» SOURCE DATA:
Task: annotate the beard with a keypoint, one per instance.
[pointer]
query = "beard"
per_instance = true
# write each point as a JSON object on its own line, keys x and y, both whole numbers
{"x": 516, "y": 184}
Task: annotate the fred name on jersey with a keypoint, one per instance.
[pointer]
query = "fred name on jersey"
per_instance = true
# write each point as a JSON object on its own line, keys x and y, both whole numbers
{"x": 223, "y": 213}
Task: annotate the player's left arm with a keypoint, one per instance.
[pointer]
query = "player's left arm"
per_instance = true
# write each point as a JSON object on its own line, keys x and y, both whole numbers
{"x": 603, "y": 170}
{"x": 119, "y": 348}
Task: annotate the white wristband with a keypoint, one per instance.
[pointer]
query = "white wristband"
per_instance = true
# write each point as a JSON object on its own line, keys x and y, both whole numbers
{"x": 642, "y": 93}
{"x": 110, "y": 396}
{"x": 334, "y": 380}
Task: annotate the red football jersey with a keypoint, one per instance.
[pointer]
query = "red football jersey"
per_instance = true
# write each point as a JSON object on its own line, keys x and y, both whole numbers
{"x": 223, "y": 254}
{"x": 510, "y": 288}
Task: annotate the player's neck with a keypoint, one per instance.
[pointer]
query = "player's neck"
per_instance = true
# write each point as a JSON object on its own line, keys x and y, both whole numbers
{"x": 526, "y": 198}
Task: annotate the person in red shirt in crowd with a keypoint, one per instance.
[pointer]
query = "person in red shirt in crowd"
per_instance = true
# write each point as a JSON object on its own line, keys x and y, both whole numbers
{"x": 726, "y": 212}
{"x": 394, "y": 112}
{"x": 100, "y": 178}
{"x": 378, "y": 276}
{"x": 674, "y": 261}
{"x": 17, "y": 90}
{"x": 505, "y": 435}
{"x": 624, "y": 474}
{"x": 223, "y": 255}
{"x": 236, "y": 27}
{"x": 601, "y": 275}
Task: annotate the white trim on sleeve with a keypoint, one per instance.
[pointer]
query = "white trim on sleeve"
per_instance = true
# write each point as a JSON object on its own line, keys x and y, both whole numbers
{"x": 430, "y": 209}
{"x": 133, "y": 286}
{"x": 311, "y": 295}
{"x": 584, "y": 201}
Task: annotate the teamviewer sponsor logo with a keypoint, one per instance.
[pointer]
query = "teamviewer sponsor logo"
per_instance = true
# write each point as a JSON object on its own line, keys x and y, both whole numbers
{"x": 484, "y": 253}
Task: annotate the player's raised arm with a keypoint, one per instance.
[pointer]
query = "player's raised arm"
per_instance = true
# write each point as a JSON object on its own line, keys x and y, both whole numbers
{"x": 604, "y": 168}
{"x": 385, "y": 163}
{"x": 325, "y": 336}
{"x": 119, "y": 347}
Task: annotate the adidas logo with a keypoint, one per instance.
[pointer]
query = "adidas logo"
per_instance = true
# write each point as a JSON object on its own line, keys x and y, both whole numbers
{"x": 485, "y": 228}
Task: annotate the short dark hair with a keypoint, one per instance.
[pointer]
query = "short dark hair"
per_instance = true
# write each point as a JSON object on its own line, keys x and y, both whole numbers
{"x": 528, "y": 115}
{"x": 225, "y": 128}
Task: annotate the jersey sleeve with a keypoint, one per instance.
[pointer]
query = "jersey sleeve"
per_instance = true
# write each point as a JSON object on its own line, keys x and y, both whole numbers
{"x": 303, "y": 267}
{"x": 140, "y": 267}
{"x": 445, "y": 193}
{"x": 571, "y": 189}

---

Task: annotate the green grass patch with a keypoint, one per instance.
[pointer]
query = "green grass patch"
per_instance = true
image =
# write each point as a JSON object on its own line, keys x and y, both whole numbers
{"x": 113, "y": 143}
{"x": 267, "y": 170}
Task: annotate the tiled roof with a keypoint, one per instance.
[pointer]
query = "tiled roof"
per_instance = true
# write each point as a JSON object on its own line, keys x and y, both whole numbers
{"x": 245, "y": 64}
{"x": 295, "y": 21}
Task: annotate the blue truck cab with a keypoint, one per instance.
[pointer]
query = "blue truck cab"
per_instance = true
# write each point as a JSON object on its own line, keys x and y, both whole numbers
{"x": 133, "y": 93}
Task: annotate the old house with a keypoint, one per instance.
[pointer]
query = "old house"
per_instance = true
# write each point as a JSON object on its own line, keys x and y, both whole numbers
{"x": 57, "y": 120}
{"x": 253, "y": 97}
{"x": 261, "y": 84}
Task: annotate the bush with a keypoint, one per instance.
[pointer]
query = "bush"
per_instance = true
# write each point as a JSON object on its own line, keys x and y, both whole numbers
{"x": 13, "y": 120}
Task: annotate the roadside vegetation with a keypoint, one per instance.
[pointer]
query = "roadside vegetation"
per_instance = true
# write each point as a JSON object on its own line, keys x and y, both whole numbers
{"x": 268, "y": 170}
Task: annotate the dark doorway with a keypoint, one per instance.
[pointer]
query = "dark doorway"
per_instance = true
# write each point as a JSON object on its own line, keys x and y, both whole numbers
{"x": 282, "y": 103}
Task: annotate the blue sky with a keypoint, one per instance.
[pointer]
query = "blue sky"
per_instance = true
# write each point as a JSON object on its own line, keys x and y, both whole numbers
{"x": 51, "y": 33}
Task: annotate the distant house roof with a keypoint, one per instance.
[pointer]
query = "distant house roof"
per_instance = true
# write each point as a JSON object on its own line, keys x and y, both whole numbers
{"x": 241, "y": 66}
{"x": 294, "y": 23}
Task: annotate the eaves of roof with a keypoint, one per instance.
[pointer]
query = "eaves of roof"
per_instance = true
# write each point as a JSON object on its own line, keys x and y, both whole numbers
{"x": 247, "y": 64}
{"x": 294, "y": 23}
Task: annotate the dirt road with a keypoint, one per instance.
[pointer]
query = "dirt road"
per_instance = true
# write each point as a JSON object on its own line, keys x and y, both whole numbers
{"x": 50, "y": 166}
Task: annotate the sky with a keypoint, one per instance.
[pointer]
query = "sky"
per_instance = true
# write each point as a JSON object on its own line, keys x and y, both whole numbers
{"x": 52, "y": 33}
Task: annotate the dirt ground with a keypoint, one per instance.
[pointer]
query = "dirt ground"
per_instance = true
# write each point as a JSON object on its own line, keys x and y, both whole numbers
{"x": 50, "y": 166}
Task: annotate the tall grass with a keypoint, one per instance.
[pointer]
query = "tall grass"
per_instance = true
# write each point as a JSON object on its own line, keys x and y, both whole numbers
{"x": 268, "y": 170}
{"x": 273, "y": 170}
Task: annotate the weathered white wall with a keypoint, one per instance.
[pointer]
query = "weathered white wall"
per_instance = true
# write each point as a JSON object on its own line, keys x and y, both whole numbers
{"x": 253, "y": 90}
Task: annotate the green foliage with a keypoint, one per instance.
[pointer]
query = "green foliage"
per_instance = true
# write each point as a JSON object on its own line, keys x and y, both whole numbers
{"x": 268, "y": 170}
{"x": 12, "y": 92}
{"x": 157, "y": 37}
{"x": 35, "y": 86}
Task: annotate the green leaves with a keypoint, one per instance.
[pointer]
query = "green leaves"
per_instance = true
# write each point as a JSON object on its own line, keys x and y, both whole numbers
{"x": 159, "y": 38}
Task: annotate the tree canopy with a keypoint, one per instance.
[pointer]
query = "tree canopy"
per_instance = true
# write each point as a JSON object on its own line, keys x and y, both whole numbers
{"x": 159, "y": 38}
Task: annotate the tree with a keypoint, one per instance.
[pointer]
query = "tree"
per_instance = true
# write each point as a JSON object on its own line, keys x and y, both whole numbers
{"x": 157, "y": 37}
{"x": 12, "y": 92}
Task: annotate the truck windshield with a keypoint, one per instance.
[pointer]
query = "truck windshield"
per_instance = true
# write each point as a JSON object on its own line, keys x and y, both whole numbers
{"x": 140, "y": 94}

--

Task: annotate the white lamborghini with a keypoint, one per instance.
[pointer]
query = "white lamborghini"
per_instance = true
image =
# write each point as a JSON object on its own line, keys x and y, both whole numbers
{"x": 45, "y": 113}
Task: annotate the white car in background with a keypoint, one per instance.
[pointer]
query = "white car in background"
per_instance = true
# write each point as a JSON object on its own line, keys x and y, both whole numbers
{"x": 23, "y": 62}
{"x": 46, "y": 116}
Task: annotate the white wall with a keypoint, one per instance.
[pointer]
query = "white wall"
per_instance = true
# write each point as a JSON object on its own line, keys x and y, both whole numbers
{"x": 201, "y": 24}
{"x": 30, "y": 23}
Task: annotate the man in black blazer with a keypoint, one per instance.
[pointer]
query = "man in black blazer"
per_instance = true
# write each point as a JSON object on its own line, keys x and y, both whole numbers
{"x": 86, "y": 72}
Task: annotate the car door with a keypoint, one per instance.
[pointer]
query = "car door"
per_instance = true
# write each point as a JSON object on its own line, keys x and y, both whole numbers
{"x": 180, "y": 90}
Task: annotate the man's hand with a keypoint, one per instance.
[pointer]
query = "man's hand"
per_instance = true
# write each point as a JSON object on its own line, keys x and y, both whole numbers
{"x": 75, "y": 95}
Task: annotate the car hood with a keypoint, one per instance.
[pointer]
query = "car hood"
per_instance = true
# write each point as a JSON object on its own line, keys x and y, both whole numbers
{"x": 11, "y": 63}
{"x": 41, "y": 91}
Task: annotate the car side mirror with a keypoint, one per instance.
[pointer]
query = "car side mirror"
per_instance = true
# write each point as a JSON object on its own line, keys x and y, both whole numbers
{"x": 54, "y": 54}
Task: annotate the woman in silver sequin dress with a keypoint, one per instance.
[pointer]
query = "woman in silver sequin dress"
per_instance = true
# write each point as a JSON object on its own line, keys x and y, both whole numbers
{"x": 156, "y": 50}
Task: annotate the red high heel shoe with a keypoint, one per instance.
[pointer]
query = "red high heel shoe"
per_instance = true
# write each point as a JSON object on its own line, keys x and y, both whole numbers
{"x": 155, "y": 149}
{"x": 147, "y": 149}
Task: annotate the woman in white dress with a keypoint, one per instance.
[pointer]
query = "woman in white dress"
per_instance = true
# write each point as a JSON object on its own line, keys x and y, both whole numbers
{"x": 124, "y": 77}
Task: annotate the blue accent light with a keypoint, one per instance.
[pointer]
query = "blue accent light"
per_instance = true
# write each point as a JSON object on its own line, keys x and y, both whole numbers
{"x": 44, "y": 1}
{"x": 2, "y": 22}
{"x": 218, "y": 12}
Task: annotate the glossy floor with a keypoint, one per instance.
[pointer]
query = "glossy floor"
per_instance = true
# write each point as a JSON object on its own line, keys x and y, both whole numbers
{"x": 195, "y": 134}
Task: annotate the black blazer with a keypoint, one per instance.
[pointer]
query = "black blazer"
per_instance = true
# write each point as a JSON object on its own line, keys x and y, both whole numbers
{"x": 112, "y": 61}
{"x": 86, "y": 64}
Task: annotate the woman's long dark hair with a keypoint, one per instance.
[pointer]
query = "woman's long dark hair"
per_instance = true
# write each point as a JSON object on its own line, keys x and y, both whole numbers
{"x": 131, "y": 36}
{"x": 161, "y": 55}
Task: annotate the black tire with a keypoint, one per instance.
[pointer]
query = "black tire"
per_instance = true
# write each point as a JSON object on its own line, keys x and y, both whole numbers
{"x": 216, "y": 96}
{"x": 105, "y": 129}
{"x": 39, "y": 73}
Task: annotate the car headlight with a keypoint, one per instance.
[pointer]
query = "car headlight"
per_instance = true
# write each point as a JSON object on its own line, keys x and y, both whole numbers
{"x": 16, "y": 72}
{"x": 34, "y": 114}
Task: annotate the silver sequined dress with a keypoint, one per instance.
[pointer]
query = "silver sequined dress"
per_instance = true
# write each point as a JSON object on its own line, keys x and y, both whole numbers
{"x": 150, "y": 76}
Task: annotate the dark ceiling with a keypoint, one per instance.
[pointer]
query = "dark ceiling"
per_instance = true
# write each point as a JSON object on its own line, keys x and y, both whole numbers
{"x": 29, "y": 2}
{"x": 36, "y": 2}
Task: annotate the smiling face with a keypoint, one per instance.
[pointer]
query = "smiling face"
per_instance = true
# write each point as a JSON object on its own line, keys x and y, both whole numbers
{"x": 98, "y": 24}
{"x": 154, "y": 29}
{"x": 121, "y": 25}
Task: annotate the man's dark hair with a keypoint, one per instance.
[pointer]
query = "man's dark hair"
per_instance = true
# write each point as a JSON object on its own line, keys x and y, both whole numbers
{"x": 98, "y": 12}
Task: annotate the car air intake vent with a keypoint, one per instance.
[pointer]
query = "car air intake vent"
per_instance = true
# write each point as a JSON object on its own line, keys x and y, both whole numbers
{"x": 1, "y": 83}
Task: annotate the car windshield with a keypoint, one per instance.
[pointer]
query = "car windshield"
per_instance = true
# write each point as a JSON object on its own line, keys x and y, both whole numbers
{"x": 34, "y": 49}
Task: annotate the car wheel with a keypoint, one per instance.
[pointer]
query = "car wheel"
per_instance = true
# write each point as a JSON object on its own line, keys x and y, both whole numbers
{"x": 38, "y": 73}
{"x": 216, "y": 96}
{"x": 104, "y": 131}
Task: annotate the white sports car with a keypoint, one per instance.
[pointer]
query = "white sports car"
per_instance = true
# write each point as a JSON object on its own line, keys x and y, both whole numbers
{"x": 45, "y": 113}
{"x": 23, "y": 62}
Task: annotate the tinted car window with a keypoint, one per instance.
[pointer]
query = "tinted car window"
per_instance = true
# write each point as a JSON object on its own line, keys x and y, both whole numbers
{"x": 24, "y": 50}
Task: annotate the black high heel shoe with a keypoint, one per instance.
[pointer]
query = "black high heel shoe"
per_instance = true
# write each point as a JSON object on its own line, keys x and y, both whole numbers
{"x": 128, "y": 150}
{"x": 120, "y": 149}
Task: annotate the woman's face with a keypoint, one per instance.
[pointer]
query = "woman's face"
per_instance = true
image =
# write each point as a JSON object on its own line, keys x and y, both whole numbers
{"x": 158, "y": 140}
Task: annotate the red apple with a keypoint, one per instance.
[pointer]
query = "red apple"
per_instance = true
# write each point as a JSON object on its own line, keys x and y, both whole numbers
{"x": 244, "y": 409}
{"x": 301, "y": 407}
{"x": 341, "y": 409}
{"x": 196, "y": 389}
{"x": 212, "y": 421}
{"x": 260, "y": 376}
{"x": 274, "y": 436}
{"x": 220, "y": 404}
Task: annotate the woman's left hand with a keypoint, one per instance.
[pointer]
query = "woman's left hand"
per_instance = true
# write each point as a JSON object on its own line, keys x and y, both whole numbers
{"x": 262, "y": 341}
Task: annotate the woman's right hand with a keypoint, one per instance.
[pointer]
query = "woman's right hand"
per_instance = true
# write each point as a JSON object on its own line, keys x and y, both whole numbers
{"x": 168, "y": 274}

» GIVEN TASK:
Could you collect every line in the records above that contains the string "house"? Only matches with the same letter case count.

» WRITTEN ANSWER:
Task: annotate the old house with a keypoint, one per instance.
query = "old house"
Task: annotate the distant house roof with a keypoint, one per instance.
query = "distant house roof"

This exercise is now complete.